--- Start PROVIDED ENTRIES ---

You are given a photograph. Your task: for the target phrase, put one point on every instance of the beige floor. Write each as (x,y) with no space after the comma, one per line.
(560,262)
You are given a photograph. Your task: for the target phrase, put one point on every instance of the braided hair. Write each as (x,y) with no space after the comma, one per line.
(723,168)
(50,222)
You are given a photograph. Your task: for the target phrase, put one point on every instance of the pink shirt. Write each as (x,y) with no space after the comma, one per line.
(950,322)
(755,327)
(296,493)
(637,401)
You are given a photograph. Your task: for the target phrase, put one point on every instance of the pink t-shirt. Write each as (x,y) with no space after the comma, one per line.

--- End PROVIDED ENTRIES ---
--- Start PROVIDED ENTRIES ---

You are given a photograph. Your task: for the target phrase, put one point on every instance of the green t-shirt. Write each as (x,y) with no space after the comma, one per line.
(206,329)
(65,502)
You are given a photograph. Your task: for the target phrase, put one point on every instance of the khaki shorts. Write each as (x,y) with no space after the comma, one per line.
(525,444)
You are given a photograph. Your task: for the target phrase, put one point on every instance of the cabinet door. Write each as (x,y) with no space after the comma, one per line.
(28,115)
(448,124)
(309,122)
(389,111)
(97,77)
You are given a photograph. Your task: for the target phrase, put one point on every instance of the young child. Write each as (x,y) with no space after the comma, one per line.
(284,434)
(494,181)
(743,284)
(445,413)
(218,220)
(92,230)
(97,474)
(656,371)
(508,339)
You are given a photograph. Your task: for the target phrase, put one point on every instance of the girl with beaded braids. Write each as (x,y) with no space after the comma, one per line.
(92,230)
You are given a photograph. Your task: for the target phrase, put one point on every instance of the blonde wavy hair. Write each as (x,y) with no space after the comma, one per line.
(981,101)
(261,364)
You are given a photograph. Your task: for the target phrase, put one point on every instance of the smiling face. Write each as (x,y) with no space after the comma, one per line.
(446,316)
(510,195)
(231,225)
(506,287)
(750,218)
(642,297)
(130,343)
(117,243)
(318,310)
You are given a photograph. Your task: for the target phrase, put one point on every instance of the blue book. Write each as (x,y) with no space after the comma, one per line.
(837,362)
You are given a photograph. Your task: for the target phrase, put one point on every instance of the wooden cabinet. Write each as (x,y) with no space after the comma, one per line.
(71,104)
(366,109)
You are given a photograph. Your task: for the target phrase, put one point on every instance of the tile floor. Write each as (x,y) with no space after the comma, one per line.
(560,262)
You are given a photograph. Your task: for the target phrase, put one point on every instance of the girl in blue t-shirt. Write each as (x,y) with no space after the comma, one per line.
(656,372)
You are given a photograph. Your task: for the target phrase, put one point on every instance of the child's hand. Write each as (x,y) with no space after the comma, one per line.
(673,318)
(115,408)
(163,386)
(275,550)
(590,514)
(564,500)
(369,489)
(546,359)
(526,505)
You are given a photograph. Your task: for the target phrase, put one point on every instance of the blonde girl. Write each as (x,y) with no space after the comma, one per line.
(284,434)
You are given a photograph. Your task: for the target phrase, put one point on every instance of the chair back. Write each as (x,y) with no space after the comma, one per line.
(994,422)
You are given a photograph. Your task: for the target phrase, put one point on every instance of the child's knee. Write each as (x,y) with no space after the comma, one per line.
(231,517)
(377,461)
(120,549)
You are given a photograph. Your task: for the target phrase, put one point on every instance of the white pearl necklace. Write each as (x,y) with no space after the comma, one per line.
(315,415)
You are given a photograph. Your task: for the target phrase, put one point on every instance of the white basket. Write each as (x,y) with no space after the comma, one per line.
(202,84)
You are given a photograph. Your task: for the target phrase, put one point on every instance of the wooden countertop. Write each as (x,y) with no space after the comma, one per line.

--- End PROVIDED ENTRIES ---

### DO THIS
Copy out, word for word, only the lines of the material that begin with the line containing "the pink shirt." and run through the line containing "the pink t-shirt.", including both of those lines.

### CORRECT OUTPUT
You are given a photograph. Your task: for the target phrase, put one point on every instance of the pink shirt. Write each as (x,y) with no space after the comma, one per line.
(950,322)
(755,327)
(296,493)
(637,401)
You are given a photograph. Your task: for the target phrase, put one point on every instance of the pink t-shirt. Write each as (x,y) with no space after the comma, one per line.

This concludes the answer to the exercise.